• Set problem:
Retype the records below word for word and omit any image.

::: Dataset content :::

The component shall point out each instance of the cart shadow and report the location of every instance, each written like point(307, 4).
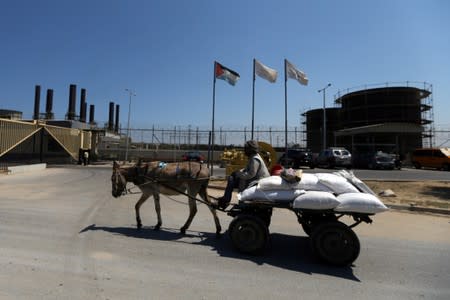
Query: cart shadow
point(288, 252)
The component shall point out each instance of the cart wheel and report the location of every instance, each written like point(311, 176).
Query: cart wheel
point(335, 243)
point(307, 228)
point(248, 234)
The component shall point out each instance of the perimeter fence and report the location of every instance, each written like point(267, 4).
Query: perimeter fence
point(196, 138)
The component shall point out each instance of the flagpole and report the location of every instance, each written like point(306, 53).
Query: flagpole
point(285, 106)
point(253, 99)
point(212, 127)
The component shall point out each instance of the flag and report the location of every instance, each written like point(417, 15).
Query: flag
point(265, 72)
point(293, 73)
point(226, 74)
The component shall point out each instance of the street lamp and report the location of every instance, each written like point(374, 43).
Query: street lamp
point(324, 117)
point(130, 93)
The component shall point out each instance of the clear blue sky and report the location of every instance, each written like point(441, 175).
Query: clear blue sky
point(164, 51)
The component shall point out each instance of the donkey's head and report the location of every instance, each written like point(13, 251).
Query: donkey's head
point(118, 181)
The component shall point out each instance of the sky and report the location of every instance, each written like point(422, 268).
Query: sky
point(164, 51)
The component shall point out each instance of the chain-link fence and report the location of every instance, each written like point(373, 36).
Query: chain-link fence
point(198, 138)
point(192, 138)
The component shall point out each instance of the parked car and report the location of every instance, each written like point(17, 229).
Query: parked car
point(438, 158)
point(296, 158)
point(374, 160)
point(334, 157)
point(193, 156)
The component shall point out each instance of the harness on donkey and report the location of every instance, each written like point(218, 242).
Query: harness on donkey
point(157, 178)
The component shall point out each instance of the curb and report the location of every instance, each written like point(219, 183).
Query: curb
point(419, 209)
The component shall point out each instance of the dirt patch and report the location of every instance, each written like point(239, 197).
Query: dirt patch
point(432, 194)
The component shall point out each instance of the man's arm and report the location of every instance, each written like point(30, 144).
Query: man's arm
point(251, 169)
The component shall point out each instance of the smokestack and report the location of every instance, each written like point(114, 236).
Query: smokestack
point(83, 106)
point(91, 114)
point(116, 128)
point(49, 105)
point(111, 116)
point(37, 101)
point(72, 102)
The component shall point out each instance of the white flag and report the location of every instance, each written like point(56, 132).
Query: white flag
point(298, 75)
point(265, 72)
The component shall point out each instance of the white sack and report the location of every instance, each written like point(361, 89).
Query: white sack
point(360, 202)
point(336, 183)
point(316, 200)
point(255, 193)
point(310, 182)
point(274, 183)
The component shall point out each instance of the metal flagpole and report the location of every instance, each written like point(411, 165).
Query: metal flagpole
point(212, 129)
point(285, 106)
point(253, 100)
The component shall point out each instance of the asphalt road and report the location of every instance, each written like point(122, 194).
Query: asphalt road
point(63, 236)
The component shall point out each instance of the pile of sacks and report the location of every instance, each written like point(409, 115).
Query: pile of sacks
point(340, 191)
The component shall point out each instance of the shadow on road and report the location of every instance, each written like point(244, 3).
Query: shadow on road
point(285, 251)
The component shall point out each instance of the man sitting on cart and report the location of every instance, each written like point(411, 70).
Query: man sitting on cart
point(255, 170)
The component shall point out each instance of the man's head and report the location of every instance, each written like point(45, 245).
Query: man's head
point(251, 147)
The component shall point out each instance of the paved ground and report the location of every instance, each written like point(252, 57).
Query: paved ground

:::

• Solution to this problem:
The component shall point out each instance of the cart shadow and report the location of every instance, each written like point(307, 4).
Query: cart shadow
point(288, 252)
The component shall point out each instance of the cart wheel and report the location of every instance, each written like point(311, 176).
Query: cart wheel
point(335, 243)
point(307, 228)
point(248, 234)
The component shall point out each instance of the perimeter fence and report the location of every instance, each written like point(267, 4).
Query: perimeter fence
point(196, 138)
The component shall point out each instance of the flagpole and report the location of every instance, each written like point(306, 53).
Query: flagpole
point(285, 106)
point(253, 99)
point(212, 127)
The component shall point out each instance of the flag and report the location of every instance, each written like point(417, 15).
Query: flag
point(265, 72)
point(293, 73)
point(226, 74)
The component shall point out each instance of the street lamp and report the location of every instance, each written like point(374, 43).
Query: street lamp
point(324, 117)
point(130, 93)
The component shall point out each instance of the clear blue sky and report the location of every instance, each written like point(441, 175).
Query: clear blue sky
point(164, 51)
The component shall point out each instance of the donkey's head and report the location of every instance, each written like point(13, 251).
Query: donkey's head
point(118, 181)
The component shall point out each instance of the sky and report the location of every instance, each written like point(422, 268).
Query: sky
point(164, 51)
The component shall point out each instance of the chain-link fence and report the location of every instance, each written like point(373, 36).
Query: chain-link fence
point(198, 138)
point(192, 138)
The component shall point out each instance of the parked car and report the location of every instance, each written like point(17, 229).
Query: parked car
point(438, 158)
point(296, 158)
point(374, 160)
point(334, 157)
point(193, 156)
The component shall point out each instance of the harness on donkey and report the location of every instance, each written like point(218, 242).
Query: harness on donkey
point(157, 178)
The component shall point out each instance of the curb and report the location of every instance, each written like point(219, 183).
Query: curb
point(419, 209)
The component shall point out each instance of the dirt patch and report the location of every instance, each written like point(239, 197).
Query: dirt patch
point(432, 194)
The component shall point out each instance of the man's arm and report the location of every instance, each written like point(30, 144).
Query: man's arm
point(251, 169)
The component shall point out each instance of the smokestack and report the location of every instance, each written like point(114, 236).
Query: smokestack
point(83, 106)
point(91, 114)
point(116, 128)
point(49, 105)
point(111, 116)
point(37, 101)
point(72, 102)
The component shall point out each instance of the white flag and report the location of every instance, each written like point(56, 132).
Query: white flag
point(298, 75)
point(265, 72)
The component shall point out each instance of the white sack and report the location of every instance, each written like point(361, 89).
Query: white sack
point(360, 202)
point(336, 183)
point(316, 200)
point(255, 193)
point(310, 182)
point(274, 183)
The component shall point out each instance of the metal flagpole and report the location of every instance, each written like point(411, 165).
Query: metal flagpole
point(212, 129)
point(285, 106)
point(253, 100)
The component shall point out each instance of the asphalt road and report the location of every instance, each written like point(122, 194).
Query: asphalt road
point(63, 236)
The component shall point out each instance of the pile of sacks and report the location of every instance, each written like point(409, 115).
Query: pile of sacks
point(340, 191)
The component shall point out each instance of the shadow on road and report the location of every instance, each written like point(244, 3).
Query: shadow on road
point(285, 251)
The component shall point out each instance of the man sitting on cart and report the location of every instance, each written like point(411, 70).
Query: man sitting on cart
point(255, 170)
The component shall point out each instance of the man's head and report the location of every instance, each written like point(45, 245).
Query: man's head
point(251, 147)
The component shall point out each instance of the paved ground and report the location of every instance, each written like point(252, 57).
Query: paved ground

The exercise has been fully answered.